* JOB
Output, word for word, every line from the line with "shadow on concrete." through the final line of the data below.
[start of SOURCE MATERIAL]
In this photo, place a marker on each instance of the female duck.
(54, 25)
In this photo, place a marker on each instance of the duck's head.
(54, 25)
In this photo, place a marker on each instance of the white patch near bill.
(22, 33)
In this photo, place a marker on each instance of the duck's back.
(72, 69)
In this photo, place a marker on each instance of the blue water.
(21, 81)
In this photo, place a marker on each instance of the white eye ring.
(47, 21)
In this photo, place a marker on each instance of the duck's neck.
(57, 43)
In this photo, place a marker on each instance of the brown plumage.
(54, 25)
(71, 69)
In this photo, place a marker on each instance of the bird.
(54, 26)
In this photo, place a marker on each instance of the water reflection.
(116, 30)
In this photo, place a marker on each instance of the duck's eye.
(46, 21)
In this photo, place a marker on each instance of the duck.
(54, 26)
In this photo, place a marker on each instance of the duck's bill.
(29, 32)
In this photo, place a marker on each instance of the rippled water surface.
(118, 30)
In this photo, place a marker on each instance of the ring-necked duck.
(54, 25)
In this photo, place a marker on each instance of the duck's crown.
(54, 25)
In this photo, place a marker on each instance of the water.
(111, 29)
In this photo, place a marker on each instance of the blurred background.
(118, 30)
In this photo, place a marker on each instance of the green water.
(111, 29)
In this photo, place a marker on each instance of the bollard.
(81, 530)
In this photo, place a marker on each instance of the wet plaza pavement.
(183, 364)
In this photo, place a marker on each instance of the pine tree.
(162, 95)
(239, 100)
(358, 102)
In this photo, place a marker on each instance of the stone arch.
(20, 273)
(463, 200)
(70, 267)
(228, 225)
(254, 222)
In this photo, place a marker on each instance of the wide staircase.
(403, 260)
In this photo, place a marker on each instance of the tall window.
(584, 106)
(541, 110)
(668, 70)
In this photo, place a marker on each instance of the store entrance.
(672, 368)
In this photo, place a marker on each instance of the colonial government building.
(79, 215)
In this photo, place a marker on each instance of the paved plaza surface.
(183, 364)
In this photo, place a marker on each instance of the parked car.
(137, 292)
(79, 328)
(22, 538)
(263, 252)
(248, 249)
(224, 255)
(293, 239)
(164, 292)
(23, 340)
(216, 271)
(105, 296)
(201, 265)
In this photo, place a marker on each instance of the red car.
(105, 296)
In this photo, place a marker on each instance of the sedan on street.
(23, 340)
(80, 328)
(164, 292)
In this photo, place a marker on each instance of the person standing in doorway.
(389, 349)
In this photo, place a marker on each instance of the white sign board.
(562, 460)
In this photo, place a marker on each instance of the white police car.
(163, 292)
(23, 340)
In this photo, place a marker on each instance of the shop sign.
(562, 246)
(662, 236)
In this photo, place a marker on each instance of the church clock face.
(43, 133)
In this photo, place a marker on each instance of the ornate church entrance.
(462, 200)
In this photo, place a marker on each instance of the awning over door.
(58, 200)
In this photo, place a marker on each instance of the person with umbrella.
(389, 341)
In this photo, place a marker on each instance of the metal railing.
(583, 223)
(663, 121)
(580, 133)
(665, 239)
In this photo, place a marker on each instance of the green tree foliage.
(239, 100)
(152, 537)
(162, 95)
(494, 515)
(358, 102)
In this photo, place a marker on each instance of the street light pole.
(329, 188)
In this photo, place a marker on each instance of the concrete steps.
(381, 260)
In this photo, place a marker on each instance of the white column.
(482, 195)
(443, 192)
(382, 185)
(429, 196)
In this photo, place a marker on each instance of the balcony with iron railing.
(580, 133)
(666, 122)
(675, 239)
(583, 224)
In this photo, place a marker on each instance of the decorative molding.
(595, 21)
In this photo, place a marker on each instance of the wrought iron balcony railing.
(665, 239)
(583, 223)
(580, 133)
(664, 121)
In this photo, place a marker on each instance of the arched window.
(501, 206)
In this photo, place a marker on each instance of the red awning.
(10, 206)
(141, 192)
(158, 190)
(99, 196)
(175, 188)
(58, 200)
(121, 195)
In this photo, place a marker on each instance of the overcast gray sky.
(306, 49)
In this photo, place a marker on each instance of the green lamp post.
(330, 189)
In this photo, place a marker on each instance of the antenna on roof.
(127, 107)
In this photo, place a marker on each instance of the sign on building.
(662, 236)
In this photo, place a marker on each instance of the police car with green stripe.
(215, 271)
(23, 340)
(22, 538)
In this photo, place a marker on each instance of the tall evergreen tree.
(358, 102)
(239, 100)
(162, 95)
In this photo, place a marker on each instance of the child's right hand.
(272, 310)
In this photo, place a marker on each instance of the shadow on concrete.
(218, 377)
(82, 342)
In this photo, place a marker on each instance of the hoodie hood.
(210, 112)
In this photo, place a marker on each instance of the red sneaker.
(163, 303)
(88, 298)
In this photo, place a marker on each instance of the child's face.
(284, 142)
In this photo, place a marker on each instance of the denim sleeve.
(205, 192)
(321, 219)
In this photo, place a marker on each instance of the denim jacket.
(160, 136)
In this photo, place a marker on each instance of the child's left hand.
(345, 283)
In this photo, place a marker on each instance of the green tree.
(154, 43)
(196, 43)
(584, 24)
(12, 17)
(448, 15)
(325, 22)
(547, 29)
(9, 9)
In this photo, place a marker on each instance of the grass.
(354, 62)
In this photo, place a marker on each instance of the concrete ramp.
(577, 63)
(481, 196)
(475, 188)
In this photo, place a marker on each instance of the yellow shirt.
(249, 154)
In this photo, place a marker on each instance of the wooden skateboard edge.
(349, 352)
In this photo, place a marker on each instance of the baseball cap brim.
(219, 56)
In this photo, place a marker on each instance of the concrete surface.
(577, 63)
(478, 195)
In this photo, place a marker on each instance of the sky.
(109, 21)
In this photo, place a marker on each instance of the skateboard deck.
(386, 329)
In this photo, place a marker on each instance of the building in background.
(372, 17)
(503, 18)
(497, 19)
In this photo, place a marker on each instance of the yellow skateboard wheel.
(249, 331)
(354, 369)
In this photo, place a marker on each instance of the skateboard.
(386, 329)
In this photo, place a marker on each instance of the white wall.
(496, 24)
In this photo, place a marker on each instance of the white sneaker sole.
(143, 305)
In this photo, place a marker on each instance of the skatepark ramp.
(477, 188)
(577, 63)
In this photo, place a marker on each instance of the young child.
[end of SOURCE MATERIAL]
* SOLUTION TO THIS PROBLEM
In this photo, place a marker on each instance of the shadow on concrete.
(218, 377)
(82, 342)
In this photo, place a marker on each instance of the hoodie hood.
(210, 112)
In this photo, place a marker on each instance of the red sneaker.
(163, 303)
(88, 298)
In this photo, place a marker on each instance of the child's face.
(284, 142)
In this photo, place a marker on each instance of the denim sleeve.
(205, 192)
(321, 219)
In this photo, place a marker on each instance of the denim jacket.
(160, 136)
In this photo, place a marker on each instance of the child's left hand.
(345, 283)
In this photo, place a marker on each instance of the green tree.
(154, 43)
(196, 43)
(584, 24)
(12, 17)
(448, 15)
(325, 22)
(547, 29)
(9, 9)
In this photo, place a marker on each instance of the grass.
(354, 62)
In this photo, place a marker on each instance of the concrete ramp.
(577, 63)
(481, 196)
(475, 188)
In this photo, place a marker on each instance of the yellow shirt.
(249, 154)
In this photo, place a marker on each instance of the wooden skateboard edge.
(349, 352)
In this photo, place a marker on each instance of the baseball cap brim.
(219, 56)
In this photo, place a marker on each instance of the concrete surface.
(577, 63)
(478, 195)
In this photo, place a marker on each instance of the sky.
(109, 21)
In this photo, place a marker on each instance of the skateboard deck.
(386, 329)
In this photo, place a marker on each instance of the building in background.
(372, 17)
(503, 18)
(497, 19)
In this photo, place a marker on each instance of the yellow skateboard wheel.
(249, 331)
(354, 369)
In this photo, place a marker on each instance of the skateboard.
(386, 329)
In this photo, place a marker on each instance of the white wall.
(496, 24)
In this photo, place a marker on each instance of the white sneaker sole.
(143, 305)
In this photo, place a marker on each instance of the skatepark ramp.
(477, 188)
(577, 63)
In this photo, place a marker on each instance of the young child.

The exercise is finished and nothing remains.